*Extrait de page:*
************
Voici 80 ans – que cela passe vite 80 ans – les membres du groupe Manouchian tombaient sous les balles nazies par un froid petit matin. C’étaient des hommes. Oui, parce que les femmes bénéficiaient d’un autre sort, celui d’être décollées à la hache ou guillotinées dans la cour d’une prison allemande. Des femmes et des hommes qui ne demandaient qu’à vivre, qu’à rayonner, qu’à s’épanouir dans un monde autre que celui dont rêvaient les fascistes. Leur chef, Missak Manouchian, Arménien exilé, Français par conviction, était menuisier et poète.

Un poète, dont la plume est fusil parce qu’il n’y avait pas d’autre moyen de dire, de faire, d’écrire l’avenir comme il le pensait. Poète qui avait vécu le génocide de son peuple et qui arrivé à l’âge de la maturité, faisait face à d’autres génocides, d’autres horreurs, d’autres guerres naissantes. Face à ces répétitions, il voulait mettre des mots qui fassent sens. Et dans le monde de domination impérialiste issu des traités de Versailles et de Sèvres, il n’y avait comme voix discordantes que les jeunes partis communistes. Il devint donc communiste français pour une vision libératrice de l’être humain.
************
*Énoncé écrit 1:* Pouvez-vous recopier intégralement l'extrait sur le groupe Manouchian, sans y changer un seul mot ?
L'extrait ci-dessus et les entrées qui suivent sont des documents distincts, sans lien entre eux.
************
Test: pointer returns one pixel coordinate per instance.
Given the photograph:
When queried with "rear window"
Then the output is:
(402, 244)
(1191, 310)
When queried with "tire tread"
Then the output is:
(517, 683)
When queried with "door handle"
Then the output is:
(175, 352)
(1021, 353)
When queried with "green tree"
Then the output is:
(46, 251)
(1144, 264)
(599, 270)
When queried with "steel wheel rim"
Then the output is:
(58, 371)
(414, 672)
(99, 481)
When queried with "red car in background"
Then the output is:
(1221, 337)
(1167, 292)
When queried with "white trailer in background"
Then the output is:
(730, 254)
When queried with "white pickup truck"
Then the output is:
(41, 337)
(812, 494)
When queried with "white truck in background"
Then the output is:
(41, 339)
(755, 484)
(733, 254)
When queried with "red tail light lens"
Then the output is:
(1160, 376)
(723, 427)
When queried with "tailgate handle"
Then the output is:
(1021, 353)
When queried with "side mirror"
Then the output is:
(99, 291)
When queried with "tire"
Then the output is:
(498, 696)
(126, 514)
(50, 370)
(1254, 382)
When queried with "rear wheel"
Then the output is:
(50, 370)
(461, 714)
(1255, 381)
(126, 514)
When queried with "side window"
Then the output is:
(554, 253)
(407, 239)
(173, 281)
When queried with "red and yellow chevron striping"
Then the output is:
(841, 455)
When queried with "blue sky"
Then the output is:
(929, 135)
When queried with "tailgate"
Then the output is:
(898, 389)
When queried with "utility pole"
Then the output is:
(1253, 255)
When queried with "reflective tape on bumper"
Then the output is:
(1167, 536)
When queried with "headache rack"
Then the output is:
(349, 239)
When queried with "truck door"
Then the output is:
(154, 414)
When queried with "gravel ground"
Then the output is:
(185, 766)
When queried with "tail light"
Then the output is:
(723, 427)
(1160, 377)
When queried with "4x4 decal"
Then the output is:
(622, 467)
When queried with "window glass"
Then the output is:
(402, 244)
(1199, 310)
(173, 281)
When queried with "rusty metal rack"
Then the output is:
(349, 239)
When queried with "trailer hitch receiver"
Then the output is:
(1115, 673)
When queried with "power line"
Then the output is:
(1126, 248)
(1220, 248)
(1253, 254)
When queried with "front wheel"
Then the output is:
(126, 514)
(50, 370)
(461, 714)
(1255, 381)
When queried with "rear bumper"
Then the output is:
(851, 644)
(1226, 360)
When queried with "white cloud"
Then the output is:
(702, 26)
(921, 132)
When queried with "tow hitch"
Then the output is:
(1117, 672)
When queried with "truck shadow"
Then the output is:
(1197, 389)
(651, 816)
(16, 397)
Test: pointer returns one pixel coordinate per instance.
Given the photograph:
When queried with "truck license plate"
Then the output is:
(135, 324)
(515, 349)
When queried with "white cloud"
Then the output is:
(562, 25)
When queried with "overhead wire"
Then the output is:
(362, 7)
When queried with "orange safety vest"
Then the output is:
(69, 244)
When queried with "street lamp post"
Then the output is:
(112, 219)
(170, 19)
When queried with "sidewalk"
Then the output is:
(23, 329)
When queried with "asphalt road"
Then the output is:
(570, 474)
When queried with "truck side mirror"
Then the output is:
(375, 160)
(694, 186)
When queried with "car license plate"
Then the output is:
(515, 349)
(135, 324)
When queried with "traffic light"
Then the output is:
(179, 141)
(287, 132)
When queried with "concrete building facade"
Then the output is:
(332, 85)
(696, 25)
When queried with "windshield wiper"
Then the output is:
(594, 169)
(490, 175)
************
*Énoncé écrit 2:* Quelles lignes des entrées contiennent la chaîne « wheel » ? Relevez-les toutes telles qu'elles apparaissent.

*Solution détaillée 1:*
Voici 80 ans – que cela passe vite 80 ans – les membres du groupe Manouchian tombaient sous les balles nazies par un froid petit matin. C’étaient des hommes. Oui, parce que les femmes bénéficiaient d’un autre sort, celui d’être décollées à la hache ou guillotinées dans la cour d’une prison allemande. Des femmes et des hommes qui ne demandaient qu’à vivre, qu’à rayonner, qu’à s’épanouir dans un monde autre que celui dont rêvaient les fascistes. Leur chef, Missak Manouchian, Arménien exilé, Français par conviction, était menuisier et poète.

Un poète, dont la plume est fusil parce qu’il n’y avait pas d’autre moyen de dire, de faire, d’écrire l’avenir comme il le pensait. Poète qui avait vécu le génocide de son peuple et qui arrivé à l’âge de la maturité, faisait face à d’autres génocides, d’autres horreurs, d’autres guerres naissantes. Face à ces répétitions, il voulait mettre des mots qui fassent sens. Et dans le monde de domination impérialiste issu des traités de Versailles et de Sèvres, il n’y avait comme voix discordantes que les jeunes partis communistes. Il devint donc communiste français pour une vision libératrice de l’être humain.

*Solution détaillée 2:*
When queried with "steel wheel rim"
When queried with "rear wheel"
When queried with "front wheel"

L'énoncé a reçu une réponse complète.